Exercise text
________________________________________

Germán Ospina April 18, 2013 at 10:57 pm

I’m a great exhibit a. Grew up in Bogota, came to states at 10. First 2 years here, my endurance was my main weapon in soccer games and track. I lost that in the next 4 years, even though I was doing daily exercise. Now, there isn’t a Granny gear out there I don’t jump to on the hills.

Bundle April 18, 2013 at 11:09 pm

Very good piece. Two comments:
– genetics: not easy to rule out. Of the different ethnicities present in the country, about all the great Colombian champions seem to have a strong pre-Columbian. Cochise Rodríguez, Patrocinio Jiménez, Edgar Corredor, Pacho Rodríguez, Lucho Herrera, Fabio Parra, Oliverio Rincón, etc… All of those looked really “indian” (Paisa or Antioqueño or otherwise) and indeed some of them appeared to have close to zero European blood. I don’t mean necessarily altitude or other cardio-related factors. Could simply be that their body structure and their musculature are specially apt to uphill cycling (yes, power-to-weight), and it could also well be that their muscles are naturally built to perform better over extremely lengthy exercise than in more explosive activity.
– Colombian mountains: the Páramo de las Letras is a 80km long climb, with almost 3200 vertical metres ascent. It goes up to 3.677m. ( http://altimetriascolombia.blogspot.com.es/2010/07/paramo-de-letras-la-eternidad-en.html ). And it is used in races, actually quite often. It’s a different kind of effort from your usual Marmolada, Bonaigua, or Madeleine, and it’s not impossible that having trained and raced up there does generate a physiological change in the rider.
– Doping. I believe Colombian riders dope as much as English, Spanish, Canadian, Belgian, French or Russian ones: to the limit of getting caught, and within the limits of their finance and expertise. I also believe that blood doping doesn’t benefit equally all types of riders, and I also think that weight reduction in equipment benefits comparatively more the lighter rider (500g are 1% of a 50-kilo rider but 0,66% of a 75-kilo rider).

Rodrigo Beltran April 18, 2013 at 11:12 pm

Nice article and glad to see some more attention being paid to Colombian Cycling.
Some good points but also some off the mark such as saying that 3 or 4 riders are being called a National phenomenon. Its quite a few more than that actually. Sure only Henao, Betancur, Uran, and Quintana for the moment are on the top 3 podium steps, but look just a further bit down…and you still always see other Colombians in the Pro Tour races taking top 20´s especially when there is climbing( Sarmiento, Suarez, Chalapud, Ospina, etc) I do full heartedly believe your points in the Environment and culture section though. Just take a look at the numbers in Colombia at the local races. There is readily 200+ rider fields for most national tours. Amazingly you also see 200+ riders in U23, Junior and even 15-16 Tours!!
When you have that kind of participation at those young levels surely the ones who are the best, not unlike Quintana, will find success and keep moving on.

________________________________________

Material provided
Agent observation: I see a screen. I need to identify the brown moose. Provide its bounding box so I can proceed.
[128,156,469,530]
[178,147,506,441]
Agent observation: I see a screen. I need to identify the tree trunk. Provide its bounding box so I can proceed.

________________________________________

Action item
In the comments on Colombian cycling, why does one commenter think lighter equipment helps a lighter rider more than a heavier one? You can set the listing aside.

Response below
The same saving is a larger share of a lighter rider's weight. The commenter notes that 500g is 1% of a 50-kilo rider but only 0.66% of a 75-kilo rider.